▶ [The task]: Convert everything in the data from the line containing "Presence check — does the above scene include any weathered" down to the line containing "left=0, top=0, right=429, bottom=240", both included, into a JSON list of strings with one string per line and no blank lines.

▶ [Dataset]:
+--
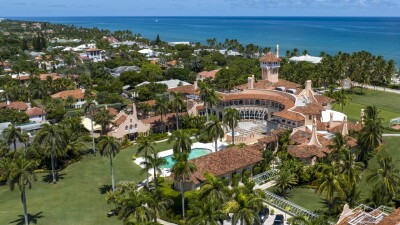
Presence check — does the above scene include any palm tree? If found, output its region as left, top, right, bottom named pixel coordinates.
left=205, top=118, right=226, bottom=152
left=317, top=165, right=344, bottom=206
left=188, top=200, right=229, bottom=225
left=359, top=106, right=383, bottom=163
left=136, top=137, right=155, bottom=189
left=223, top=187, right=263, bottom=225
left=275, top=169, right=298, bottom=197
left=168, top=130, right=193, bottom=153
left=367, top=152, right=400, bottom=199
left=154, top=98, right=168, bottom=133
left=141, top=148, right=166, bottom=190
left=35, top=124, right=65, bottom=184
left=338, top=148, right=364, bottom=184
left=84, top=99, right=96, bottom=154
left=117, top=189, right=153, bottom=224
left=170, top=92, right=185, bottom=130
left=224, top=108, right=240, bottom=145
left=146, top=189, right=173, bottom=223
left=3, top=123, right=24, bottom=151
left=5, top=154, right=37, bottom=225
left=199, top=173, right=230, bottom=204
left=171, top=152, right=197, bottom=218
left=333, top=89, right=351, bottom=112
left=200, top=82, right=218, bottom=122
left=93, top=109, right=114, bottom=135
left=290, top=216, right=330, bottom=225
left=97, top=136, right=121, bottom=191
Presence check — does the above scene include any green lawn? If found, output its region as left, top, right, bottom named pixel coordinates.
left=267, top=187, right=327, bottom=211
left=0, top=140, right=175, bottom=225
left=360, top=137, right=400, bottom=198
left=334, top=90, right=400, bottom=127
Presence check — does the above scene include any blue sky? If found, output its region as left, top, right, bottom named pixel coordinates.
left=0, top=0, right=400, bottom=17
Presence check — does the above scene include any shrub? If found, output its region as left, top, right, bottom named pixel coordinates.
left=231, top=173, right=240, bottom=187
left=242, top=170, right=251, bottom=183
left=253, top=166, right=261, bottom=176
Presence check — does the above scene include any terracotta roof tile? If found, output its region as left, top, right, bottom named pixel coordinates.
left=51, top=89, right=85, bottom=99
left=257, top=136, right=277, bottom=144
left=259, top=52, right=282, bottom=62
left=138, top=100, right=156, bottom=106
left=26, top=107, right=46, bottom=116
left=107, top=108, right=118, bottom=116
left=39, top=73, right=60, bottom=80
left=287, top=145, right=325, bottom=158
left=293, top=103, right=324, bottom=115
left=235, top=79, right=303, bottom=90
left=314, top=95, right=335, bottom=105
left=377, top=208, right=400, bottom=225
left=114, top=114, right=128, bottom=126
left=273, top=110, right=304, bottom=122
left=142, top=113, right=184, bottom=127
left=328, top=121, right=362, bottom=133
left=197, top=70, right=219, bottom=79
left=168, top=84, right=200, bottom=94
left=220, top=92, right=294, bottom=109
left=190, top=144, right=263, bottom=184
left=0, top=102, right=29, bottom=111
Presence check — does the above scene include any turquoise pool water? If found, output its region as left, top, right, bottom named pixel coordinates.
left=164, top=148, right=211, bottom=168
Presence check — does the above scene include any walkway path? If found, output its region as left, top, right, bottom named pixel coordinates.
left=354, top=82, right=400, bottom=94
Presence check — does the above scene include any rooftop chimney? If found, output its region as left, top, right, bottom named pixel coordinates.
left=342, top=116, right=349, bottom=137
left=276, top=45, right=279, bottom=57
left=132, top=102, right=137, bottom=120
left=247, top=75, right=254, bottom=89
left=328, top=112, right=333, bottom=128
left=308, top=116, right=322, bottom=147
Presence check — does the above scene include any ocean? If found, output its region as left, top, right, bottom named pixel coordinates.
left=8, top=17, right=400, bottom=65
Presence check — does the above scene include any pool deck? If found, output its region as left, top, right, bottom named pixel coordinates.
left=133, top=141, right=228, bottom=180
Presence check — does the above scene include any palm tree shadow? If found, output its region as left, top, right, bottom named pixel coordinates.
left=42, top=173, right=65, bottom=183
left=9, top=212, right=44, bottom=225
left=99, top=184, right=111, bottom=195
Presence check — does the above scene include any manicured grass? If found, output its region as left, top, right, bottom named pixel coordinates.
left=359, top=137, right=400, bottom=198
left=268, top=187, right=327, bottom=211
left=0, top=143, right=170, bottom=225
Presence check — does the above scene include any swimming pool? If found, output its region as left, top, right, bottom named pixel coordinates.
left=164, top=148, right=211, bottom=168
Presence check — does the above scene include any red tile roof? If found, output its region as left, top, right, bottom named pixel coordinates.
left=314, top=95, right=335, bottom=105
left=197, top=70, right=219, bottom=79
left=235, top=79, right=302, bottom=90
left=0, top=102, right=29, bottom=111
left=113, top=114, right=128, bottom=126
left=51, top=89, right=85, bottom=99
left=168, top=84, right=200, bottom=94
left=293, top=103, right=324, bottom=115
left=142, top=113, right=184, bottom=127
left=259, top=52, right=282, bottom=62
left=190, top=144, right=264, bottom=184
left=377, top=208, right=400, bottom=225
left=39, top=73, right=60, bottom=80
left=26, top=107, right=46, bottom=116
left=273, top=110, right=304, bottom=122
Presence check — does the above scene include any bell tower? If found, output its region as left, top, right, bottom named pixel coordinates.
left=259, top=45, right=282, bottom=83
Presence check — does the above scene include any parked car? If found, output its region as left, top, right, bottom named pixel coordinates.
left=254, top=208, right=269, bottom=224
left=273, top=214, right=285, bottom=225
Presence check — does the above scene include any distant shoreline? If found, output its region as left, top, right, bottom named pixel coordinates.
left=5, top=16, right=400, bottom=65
+--
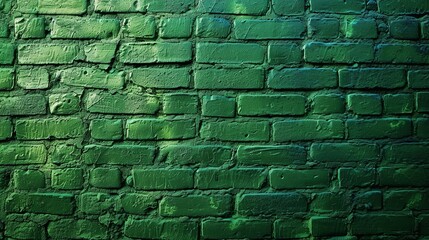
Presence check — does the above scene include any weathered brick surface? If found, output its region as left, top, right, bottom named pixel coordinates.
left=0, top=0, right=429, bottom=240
+--
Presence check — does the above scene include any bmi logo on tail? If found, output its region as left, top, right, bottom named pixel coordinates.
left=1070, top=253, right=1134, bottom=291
+--
▶ [Response to the exercise]:
[
  "Presence check — does the above scene include any weathered brick surface? If found, output its region as left, top, right, bottom named pixel coordinates.",
  "left=0, top=0, right=429, bottom=240"
]